▸ **DESCRIPTION OF THE TASK**: Copy verbatim the stretch of data from the line containing "Give x and y for each instance of the bride's" through the line containing "<point>489,159</point>", with both of those lines included.

Lines of data:
○ ○ ○

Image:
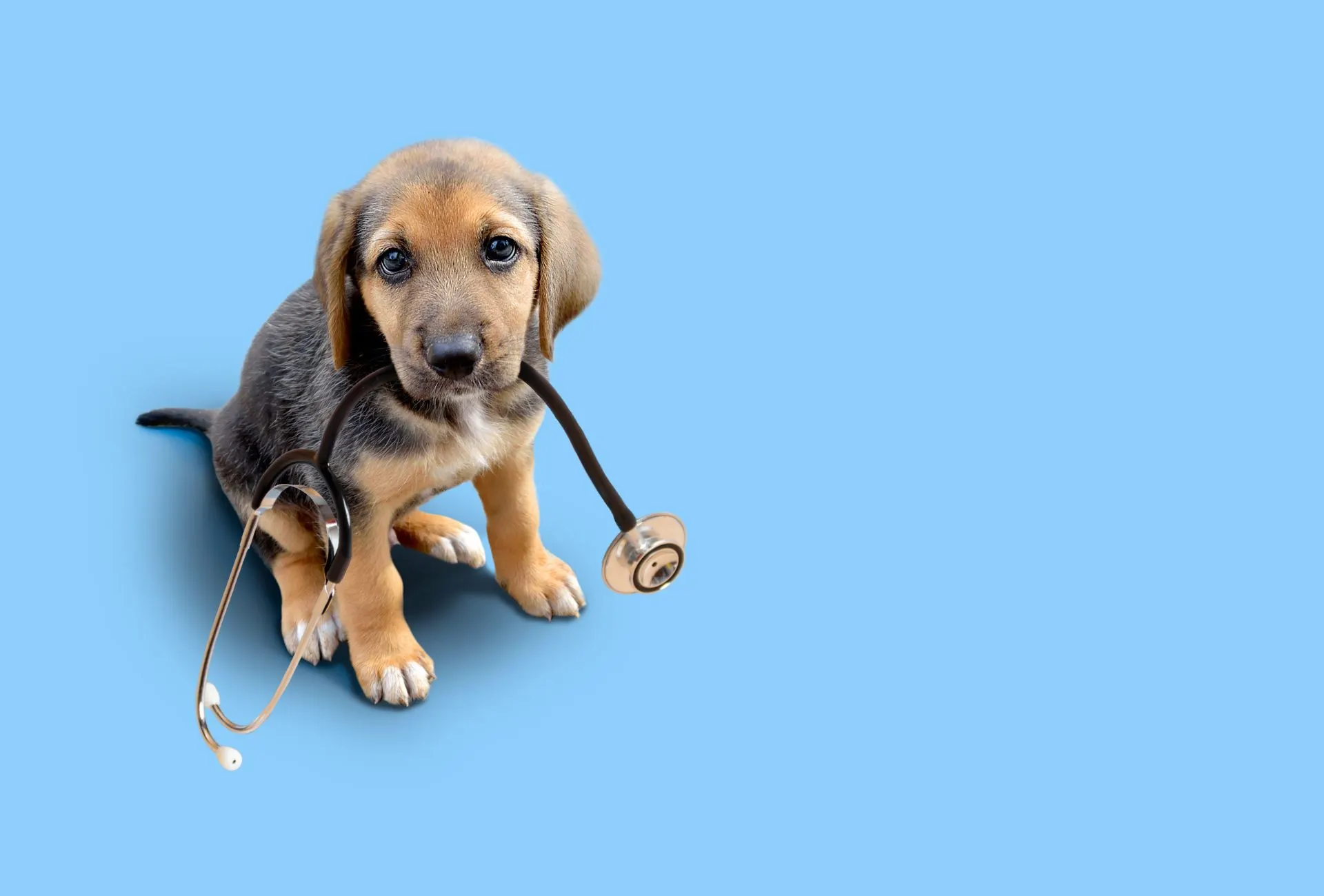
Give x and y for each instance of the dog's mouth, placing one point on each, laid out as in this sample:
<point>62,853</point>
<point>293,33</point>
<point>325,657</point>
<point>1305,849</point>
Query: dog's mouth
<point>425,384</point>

○ ○ ○

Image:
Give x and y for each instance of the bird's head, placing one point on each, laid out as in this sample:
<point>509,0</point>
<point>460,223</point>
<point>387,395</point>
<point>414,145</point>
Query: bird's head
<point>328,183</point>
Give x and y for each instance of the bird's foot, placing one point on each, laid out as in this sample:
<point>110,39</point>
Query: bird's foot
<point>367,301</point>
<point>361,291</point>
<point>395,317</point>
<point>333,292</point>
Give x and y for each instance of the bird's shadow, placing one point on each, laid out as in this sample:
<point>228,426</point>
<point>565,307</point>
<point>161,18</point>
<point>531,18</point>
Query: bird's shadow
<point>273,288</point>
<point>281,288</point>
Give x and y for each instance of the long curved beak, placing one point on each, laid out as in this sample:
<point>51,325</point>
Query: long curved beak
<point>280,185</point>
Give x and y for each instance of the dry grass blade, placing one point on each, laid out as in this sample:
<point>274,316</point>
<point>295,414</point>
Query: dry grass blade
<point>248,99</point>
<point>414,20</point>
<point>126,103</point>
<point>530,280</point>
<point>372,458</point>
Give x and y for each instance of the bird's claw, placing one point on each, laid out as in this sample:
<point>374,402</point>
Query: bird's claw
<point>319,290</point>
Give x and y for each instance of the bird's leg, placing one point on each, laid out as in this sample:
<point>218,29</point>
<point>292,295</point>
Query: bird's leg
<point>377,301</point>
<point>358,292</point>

○ ○ ○

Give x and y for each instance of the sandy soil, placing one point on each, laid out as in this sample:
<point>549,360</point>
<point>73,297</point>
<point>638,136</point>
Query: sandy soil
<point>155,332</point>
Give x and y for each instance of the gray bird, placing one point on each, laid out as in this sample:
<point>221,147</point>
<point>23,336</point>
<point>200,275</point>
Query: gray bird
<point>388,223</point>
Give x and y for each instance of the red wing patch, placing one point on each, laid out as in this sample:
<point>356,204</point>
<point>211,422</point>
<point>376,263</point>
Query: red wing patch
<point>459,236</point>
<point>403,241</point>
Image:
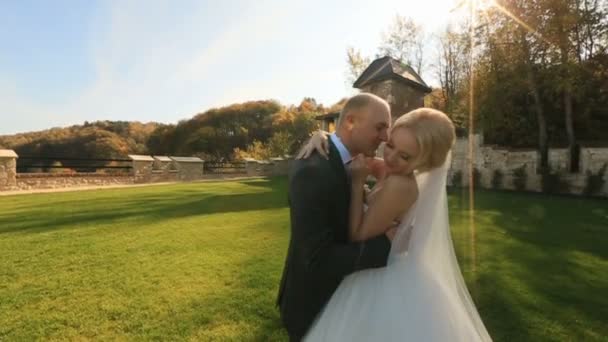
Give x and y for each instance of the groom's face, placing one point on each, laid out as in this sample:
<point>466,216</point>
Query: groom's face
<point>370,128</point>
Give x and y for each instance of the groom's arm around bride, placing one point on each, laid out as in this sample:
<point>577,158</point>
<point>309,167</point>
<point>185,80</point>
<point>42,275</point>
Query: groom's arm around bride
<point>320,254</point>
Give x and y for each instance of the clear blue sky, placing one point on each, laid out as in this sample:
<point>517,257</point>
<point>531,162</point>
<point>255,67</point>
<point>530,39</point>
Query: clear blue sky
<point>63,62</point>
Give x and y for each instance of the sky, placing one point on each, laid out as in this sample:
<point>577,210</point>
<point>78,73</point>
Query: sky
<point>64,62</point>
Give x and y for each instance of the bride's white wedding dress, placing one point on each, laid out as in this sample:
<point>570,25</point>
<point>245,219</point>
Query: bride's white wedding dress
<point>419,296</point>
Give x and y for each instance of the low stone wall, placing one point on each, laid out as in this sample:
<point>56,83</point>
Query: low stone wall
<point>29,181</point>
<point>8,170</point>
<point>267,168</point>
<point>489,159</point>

○ ○ ○

▸ **WRITTEN SOLUTION**:
Give x and y for each instance of the bride's white wedding dress, placing one point on each, laid out as in this sample:
<point>570,25</point>
<point>245,219</point>
Query: bride's white wedding dress
<point>419,296</point>
Give x and y for each instance of the low stone wall, placing one point on each, laid out as in this sample:
<point>56,83</point>
Query: low stone wall
<point>29,181</point>
<point>8,170</point>
<point>267,168</point>
<point>489,159</point>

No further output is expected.